* **REQUIRED WORK**:
Repeat, without any change, everything in the material from the line containing "Task: pick out the church steeple." down to the end of the material.

____ STORED DATA

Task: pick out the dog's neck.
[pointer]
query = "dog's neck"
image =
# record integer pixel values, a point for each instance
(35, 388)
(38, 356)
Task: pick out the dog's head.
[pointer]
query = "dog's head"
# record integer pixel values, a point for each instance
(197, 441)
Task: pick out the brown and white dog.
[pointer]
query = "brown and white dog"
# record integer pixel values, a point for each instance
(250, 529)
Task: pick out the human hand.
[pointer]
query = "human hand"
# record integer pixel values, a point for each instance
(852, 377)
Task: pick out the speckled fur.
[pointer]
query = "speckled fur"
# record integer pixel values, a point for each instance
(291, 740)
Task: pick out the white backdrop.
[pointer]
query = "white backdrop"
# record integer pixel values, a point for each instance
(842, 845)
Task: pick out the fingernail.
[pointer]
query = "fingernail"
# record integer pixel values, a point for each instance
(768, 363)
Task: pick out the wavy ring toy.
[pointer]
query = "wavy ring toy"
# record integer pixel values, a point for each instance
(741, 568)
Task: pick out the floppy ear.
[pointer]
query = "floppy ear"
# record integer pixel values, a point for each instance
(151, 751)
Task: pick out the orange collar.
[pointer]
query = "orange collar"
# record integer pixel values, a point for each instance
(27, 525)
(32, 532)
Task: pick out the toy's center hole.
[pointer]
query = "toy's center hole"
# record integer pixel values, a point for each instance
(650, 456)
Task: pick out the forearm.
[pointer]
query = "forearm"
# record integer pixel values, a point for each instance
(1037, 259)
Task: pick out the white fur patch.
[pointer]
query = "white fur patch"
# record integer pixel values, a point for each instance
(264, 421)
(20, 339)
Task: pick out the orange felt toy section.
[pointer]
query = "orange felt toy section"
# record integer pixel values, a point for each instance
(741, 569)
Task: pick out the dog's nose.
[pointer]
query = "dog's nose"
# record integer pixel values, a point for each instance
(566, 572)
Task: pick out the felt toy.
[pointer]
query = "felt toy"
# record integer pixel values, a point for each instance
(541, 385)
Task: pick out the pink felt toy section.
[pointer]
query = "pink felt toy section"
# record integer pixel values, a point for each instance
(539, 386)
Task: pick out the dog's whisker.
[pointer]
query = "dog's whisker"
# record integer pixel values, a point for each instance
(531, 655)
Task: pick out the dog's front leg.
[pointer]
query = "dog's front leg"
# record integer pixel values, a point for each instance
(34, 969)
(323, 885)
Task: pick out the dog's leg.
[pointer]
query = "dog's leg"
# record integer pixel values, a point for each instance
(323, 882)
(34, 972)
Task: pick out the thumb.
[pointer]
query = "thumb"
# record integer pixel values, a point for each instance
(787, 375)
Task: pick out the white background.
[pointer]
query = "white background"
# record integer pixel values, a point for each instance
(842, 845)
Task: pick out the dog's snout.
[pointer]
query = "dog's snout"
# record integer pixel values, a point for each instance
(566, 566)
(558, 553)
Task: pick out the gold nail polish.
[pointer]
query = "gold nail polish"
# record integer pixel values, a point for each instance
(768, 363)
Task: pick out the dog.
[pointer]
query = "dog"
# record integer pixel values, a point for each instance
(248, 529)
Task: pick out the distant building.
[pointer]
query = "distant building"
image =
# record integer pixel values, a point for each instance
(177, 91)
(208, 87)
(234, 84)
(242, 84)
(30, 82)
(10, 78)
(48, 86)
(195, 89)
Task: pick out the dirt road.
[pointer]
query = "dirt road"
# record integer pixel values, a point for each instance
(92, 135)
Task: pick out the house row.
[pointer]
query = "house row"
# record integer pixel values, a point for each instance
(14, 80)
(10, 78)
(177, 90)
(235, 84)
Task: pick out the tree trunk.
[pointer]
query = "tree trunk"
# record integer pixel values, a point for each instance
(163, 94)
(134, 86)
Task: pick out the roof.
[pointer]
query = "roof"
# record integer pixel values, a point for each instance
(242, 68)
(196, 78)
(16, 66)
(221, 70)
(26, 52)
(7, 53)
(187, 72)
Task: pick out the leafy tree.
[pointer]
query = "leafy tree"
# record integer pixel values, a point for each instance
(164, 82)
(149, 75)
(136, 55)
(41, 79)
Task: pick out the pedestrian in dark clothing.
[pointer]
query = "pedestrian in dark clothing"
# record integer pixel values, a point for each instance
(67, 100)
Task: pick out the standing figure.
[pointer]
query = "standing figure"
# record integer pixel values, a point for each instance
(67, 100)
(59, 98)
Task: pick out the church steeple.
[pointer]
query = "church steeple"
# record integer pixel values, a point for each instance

________

* **EXPECTED OUTPUT**:
Task: pick out the church steeple.
[pointer]
query = "church steeple"
# record integer pixel values, a point for each instance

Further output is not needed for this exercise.